▶ [WORK TO BE COMPLETED] Omit the pictures and output every entry below exactly as written.

▶ [RECORDED INFORMATION]
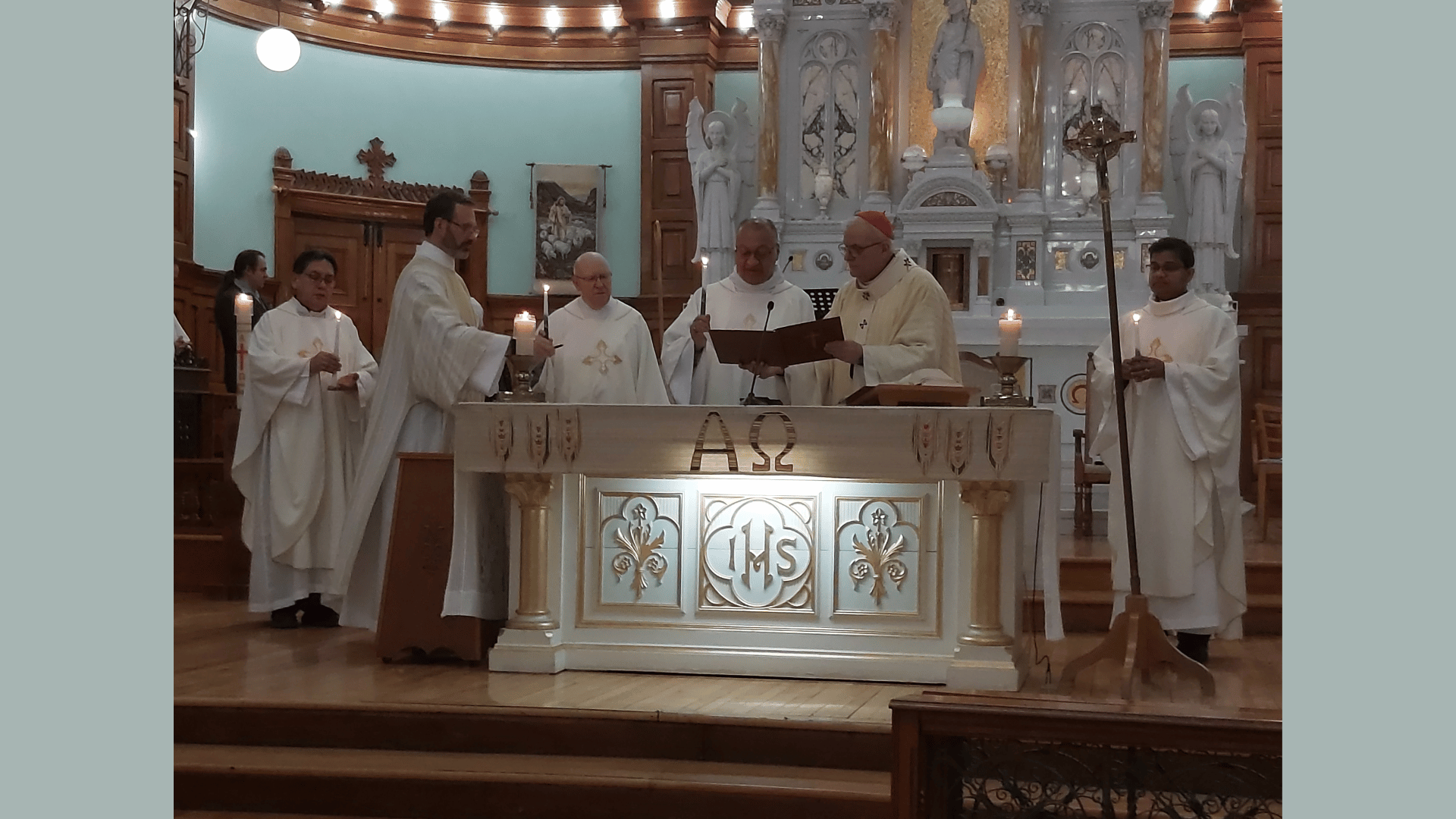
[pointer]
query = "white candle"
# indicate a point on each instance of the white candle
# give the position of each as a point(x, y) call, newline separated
point(1009, 334)
point(525, 328)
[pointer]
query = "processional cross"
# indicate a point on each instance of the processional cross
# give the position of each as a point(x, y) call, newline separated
point(1136, 640)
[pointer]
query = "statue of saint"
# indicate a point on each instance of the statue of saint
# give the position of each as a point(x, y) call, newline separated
point(1209, 178)
point(717, 145)
point(956, 58)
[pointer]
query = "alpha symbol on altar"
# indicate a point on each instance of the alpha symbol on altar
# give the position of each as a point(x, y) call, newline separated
point(1155, 350)
point(601, 360)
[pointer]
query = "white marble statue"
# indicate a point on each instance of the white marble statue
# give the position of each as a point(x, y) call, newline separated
point(1209, 158)
point(956, 63)
point(721, 149)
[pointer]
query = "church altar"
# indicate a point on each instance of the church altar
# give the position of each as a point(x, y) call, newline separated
point(867, 542)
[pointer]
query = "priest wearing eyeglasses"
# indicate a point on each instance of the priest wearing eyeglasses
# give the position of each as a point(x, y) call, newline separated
point(896, 316)
point(300, 428)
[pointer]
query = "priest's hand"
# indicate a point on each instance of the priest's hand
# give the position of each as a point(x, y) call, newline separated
point(761, 369)
point(846, 350)
point(699, 330)
point(325, 363)
point(347, 384)
point(1144, 368)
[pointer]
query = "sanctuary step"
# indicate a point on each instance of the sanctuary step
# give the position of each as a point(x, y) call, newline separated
point(436, 761)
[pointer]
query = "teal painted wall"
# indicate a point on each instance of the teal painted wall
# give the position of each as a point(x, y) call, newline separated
point(443, 123)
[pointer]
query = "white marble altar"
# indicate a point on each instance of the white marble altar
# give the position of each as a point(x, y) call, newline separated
point(889, 544)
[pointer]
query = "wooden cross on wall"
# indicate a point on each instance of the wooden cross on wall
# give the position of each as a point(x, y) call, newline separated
point(376, 159)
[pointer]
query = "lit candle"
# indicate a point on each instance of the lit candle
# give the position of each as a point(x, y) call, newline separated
point(243, 309)
point(1009, 334)
point(525, 328)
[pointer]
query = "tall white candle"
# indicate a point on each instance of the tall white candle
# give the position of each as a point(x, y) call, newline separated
point(1009, 334)
point(523, 330)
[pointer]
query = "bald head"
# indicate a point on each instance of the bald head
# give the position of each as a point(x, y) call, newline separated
point(867, 249)
point(592, 275)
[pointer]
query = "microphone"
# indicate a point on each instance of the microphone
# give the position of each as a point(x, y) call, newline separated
point(750, 400)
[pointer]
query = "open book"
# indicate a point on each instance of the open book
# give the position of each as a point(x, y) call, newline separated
point(783, 347)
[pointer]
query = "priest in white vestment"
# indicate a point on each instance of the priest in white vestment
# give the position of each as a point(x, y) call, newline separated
point(300, 428)
point(435, 356)
point(599, 350)
point(897, 319)
point(1183, 417)
point(742, 300)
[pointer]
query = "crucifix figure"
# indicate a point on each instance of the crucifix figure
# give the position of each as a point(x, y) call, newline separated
point(376, 159)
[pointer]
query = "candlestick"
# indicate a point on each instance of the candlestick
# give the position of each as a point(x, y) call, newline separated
point(1009, 334)
point(525, 328)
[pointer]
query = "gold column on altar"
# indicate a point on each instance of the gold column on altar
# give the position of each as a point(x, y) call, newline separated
point(987, 502)
point(533, 604)
point(1155, 15)
point(1028, 145)
point(770, 37)
point(884, 24)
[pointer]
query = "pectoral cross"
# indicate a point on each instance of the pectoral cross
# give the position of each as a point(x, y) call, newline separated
point(601, 360)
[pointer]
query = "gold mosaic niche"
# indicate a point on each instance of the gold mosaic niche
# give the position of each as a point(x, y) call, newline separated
point(993, 17)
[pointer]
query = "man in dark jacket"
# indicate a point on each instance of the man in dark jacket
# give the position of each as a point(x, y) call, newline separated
point(248, 276)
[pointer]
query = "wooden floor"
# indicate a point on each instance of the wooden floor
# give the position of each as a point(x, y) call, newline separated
point(224, 653)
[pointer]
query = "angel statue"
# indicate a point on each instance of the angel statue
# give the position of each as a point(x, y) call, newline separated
point(720, 148)
point(1209, 171)
point(956, 63)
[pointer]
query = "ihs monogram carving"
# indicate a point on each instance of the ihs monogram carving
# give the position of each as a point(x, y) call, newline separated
point(638, 547)
point(758, 554)
point(603, 359)
point(539, 442)
point(880, 558)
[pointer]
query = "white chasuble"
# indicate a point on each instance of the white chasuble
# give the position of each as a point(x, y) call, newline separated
point(733, 303)
point(435, 356)
point(296, 449)
point(1184, 455)
point(903, 321)
point(606, 357)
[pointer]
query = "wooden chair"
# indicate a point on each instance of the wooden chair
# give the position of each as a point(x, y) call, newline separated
point(1269, 455)
point(1085, 471)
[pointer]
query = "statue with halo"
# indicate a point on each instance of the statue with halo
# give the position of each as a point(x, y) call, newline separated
point(721, 150)
point(1209, 158)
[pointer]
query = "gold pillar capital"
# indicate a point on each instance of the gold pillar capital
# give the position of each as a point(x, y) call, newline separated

▶ [WRITTEN REPLY]
[pointer]
query = "white candle"
# indicate a point on each instance of the white candle
# give the position of each as a point(x, y) call, newline separated
point(1009, 334)
point(525, 328)
[pointer]
query = "processional cross"
# indicate a point on each instance of the processional cross
# give the position of each as a point(x, y) call, newline separated
point(1136, 640)
[pointer]
query = "statue of saint"
# indicate a point on each instance of the statue of saint
# give the position of each as a point(x, y) call, newline separated
point(1209, 178)
point(717, 145)
point(956, 58)
[pointer]
query = "alpha symbol on altar"
# indicate a point on each instance of the alpha symbol on altar
# give the position of each as a point(x, y) call, newline separated
point(1155, 350)
point(601, 360)
[pointer]
query = "white marble statue"
# indicate a point on each instance of the white marble statue
# give the position of each as a point(x, y) call, newline separated
point(1209, 158)
point(956, 63)
point(721, 149)
[pointer]
query = "church altar"
# indicate a point on each instance of the church altar
# give the position of each as a point(x, y) call, newline separated
point(867, 542)
[pointer]
query = "priest wearing eyeglasses"
# indicate a point on each instance of the priest wearing eyeglasses
# give the position of each as a point(x, y) call, newline separated
point(896, 316)
point(300, 428)
[pointer]
query = "priest's hand"
# indicate a point on each instance of the priest's hand
# give the position of each as a point(x, y) call, newline separated
point(761, 369)
point(846, 350)
point(699, 330)
point(325, 363)
point(347, 384)
point(1144, 368)
[pointer]
query = "sanctuary step"
# indicate a point on each instance of the sanctuary step
# give the position of each as a point(x, y) call, newline separated
point(436, 761)
[pointer]
query = "teal painted wall"
# indicate a point on each instance of the teal painted wall
# give the position of each as a point(x, y) call, newline separated
point(443, 123)
[pointer]
query = "white marble altar"
# indicate a point on each instance of the white marble altar
# give the position of each as a point(x, y) call, newline separated
point(889, 544)
[pointer]
query = "wooden cross on wall"
# indicate a point on each instance of the wooden cross on wall
# give the position of each as a point(x, y) call, newline separated
point(376, 159)
[pointer]
query = "lit candle"
# indicate a point on each instance of the lit candle
# give the position of each as a point(x, y) call, newline separated
point(243, 309)
point(1009, 334)
point(525, 328)
[pointer]
query = "tall white candle"
# indicate a point on each instance of the tall white candle
# give the position of each as a point(x, y) call, newline separated
point(1009, 334)
point(523, 330)
[pointer]
query = "bald head"
# indicate a point on each instance of the bald head
# give the position of each as a point(x, y) call, newline separated
point(867, 249)
point(592, 275)
[pointer]
query = "microphone"
# indicate a point on each instance of the microphone
# give the position of each as a point(x, y) call, newline separated
point(750, 400)
[pointer]
query = "open book"
# indicate a point on each instance of the open book
# give the position of each as a point(x, y) call, newline separated
point(783, 347)
[pointer]
query = "priest in white vestment"
# indicate a point on each instance of the priest in white vestment
# give the position of each as a point(x, y) call, newline separated
point(300, 428)
point(435, 356)
point(599, 350)
point(897, 319)
point(1183, 417)
point(742, 300)
[pointer]
query = "crucifix figure"
# indicate a point on each instance of the crucifix figure
# give the position of each as a point(x, y) call, newline separated
point(376, 159)
[pointer]
query = "candlestick"
# indicate a point on each instance of the candlestick
# give the position of each as a point(x, y) call, newline separated
point(1009, 334)
point(525, 328)
[pointer]
query = "gold column on altar"
# indicate a point on each instance of the gold column on altar
# give the position of each as a point(x, y) call, newline separated
point(987, 502)
point(533, 604)
point(1155, 15)
point(1028, 145)
point(770, 37)
point(884, 24)
[pointer]
query = "pectoral cross"
# indicate a point on each instance of the pectoral cross
# give the position of each as a point(x, y) call, newline separated
point(601, 360)
[pointer]
query = "gold mosaic niche"
# indicate a point on each instance of the gold mosaic niche
# give the position of each as a point(x, y) call, newline separated
point(993, 17)
[pointer]
query = "man in dark jacket"
# indicate a point on each instance of the man in dark jacket
# give the position of each as a point(x, y) call, newline separated
point(248, 276)
[pointer]
query = "wooden floor"
# indicate a point on each instance of the wooden floor
# give the position of each as a point(x, y) call, newline separated
point(224, 653)
[pointer]
query = "angel statue"
# indicate a point on each instance of the angel statue
# give the position of each as a point(x, y) call, newline separated
point(720, 148)
point(1209, 171)
point(956, 63)
[pointer]
query = "ihs monogram carving"
# indicate a point on each instance of the ihs monogram carving
# give the position of each as a point(x, y) call, newline separated
point(638, 547)
point(758, 554)
point(603, 359)
point(539, 442)
point(880, 558)
[pointer]
query = "white chasuble"
# indicate a point on each instance of the white chasuble
# give the position of each as a point(x, y) call, newline separated
point(733, 303)
point(435, 356)
point(296, 449)
point(1184, 455)
point(903, 321)
point(606, 357)
[pointer]
query = "wooden chair"
# indicate a point on each instance of the wooden chair
# give the position of each as a point(x, y) call, newline separated
point(1269, 455)
point(1085, 471)
[pointer]
query = "statue with halo"
# indicate a point on each instance of the statue with halo
# give the position of each as a point(x, y) call, newline separated
point(721, 150)
point(1209, 158)
[pointer]
query = "gold pillar capital"
# indicate a point on each instance of the gold pillar capital
# give the position of each as a point(x, y) call, newline separated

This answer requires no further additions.